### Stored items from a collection
———
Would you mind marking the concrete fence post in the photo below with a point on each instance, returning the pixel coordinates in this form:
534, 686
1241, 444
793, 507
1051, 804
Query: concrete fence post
———
### Task item
Copy out all lines above holding "post".

### Response for this exercise
Would you mind marking the concrete fence post in the photo below with a point on each instance, returning the pixel coordinates in this form:
Query: concrete fence post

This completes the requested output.